> **Records supplied**:
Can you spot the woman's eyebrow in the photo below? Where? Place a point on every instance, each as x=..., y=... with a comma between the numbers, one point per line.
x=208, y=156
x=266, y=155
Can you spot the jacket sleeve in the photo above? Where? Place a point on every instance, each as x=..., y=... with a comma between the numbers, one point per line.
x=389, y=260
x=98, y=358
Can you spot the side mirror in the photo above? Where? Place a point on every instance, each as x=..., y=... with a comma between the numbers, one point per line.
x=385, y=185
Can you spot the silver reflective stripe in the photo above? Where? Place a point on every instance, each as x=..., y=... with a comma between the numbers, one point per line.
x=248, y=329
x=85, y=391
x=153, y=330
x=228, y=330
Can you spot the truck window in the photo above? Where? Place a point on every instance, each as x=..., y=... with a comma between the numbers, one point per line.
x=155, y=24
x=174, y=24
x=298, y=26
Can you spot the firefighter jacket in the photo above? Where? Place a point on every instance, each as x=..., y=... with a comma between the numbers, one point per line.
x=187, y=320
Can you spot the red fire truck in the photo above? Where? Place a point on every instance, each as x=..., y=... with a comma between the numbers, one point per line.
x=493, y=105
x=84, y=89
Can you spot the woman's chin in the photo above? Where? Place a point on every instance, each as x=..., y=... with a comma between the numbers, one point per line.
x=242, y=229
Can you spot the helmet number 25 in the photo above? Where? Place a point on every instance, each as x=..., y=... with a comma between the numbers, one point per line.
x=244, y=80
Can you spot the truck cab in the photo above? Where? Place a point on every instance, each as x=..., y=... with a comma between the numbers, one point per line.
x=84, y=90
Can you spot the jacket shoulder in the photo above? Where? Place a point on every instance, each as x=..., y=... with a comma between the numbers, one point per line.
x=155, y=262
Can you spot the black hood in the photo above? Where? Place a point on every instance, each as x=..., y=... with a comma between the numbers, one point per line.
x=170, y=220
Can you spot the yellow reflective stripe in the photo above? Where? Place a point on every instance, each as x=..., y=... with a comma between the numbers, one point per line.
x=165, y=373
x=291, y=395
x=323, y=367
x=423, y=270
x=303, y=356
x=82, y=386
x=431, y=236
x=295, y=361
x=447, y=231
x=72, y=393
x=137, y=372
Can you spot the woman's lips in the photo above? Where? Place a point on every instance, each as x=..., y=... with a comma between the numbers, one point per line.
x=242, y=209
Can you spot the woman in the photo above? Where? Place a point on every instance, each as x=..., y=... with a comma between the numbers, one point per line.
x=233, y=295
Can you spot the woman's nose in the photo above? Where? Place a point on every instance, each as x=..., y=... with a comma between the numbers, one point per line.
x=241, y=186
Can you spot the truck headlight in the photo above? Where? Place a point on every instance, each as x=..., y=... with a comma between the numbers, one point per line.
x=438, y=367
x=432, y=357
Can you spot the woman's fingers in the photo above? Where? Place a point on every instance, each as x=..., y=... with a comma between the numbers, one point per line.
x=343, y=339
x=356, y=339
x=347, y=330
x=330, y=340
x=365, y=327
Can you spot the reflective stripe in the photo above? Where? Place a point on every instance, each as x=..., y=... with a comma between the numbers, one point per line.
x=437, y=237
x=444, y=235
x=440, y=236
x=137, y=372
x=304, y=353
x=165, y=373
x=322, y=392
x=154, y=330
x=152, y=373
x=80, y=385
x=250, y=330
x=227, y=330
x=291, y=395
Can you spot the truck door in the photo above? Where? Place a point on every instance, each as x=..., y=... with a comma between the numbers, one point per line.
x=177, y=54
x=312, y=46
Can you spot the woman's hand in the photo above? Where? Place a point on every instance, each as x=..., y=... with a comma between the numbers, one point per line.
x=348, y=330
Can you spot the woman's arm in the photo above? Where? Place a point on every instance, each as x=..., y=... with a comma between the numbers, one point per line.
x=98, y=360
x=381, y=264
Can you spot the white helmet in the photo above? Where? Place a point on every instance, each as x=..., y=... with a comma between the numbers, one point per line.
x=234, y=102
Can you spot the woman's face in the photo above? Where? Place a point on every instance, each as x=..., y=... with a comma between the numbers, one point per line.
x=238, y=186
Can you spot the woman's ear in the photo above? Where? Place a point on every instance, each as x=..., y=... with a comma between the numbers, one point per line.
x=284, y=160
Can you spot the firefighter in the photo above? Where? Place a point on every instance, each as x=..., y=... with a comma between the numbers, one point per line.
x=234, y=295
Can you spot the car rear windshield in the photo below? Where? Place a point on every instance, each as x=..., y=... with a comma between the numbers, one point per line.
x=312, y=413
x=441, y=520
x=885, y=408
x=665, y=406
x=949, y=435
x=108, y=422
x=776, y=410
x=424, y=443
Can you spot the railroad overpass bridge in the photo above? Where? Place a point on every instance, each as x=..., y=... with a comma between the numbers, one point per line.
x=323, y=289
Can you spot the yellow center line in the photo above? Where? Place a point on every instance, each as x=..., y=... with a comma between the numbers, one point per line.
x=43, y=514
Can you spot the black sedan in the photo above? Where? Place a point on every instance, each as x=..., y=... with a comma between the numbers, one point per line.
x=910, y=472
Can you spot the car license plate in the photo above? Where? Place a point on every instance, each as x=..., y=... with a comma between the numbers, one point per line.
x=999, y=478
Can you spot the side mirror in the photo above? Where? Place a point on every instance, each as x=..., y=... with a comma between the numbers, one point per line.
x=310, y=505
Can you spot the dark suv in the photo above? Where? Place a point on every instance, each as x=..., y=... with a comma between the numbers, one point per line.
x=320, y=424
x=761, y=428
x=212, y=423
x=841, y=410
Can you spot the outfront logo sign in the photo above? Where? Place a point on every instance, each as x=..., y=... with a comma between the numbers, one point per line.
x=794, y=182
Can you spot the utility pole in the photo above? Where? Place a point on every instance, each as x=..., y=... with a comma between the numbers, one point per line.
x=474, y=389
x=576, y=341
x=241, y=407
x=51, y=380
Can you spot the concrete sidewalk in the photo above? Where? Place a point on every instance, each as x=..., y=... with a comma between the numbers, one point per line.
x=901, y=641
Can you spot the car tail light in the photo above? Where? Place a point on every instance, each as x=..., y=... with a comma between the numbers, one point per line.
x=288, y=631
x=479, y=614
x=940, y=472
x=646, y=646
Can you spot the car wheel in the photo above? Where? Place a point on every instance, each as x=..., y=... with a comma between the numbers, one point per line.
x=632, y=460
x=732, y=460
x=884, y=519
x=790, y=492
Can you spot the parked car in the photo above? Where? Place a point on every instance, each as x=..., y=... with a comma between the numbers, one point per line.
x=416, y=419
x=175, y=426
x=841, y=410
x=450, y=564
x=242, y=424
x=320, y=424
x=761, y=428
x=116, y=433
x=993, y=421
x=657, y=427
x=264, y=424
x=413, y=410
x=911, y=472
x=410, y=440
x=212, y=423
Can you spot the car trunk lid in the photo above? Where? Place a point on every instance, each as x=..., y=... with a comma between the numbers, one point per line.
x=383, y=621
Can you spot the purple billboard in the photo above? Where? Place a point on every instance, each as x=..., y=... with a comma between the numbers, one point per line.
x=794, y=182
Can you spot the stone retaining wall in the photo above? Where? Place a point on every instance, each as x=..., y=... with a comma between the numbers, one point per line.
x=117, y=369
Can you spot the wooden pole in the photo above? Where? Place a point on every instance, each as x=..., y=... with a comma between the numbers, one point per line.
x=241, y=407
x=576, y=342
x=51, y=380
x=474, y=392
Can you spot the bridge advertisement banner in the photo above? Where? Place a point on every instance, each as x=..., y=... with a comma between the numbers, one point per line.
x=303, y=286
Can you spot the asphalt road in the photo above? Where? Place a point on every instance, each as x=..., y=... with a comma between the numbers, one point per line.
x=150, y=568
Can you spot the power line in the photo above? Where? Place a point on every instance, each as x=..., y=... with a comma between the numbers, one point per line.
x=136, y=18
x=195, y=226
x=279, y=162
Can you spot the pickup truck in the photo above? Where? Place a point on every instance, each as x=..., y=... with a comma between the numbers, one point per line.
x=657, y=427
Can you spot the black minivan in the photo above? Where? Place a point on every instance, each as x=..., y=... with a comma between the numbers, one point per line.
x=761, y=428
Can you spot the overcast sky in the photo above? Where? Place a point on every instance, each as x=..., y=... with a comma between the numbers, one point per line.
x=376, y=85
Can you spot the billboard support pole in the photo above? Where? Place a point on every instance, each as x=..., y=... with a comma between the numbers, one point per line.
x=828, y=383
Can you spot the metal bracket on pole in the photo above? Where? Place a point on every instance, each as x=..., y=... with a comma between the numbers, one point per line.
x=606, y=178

> **To do**: Give back the lines above exactly, from the one with "Can you spot the overcast" through the last line.

> **Finished task**:
Can you spot the overcast sky in the photo above? Where? Place a point on every instance, each as x=..., y=... with a comma between the numbers, one point per line.
x=376, y=85
Can you spot the billboard support pole in the photo above? Where? Place a point on every instance, each as x=..., y=... with a comma between the numbers, one point per line.
x=828, y=383
Can you spot the metal bracket on pole in the photo above? Where? Place a point on every instance, each as x=..., y=... with a comma between the numbers, one point per line.
x=606, y=178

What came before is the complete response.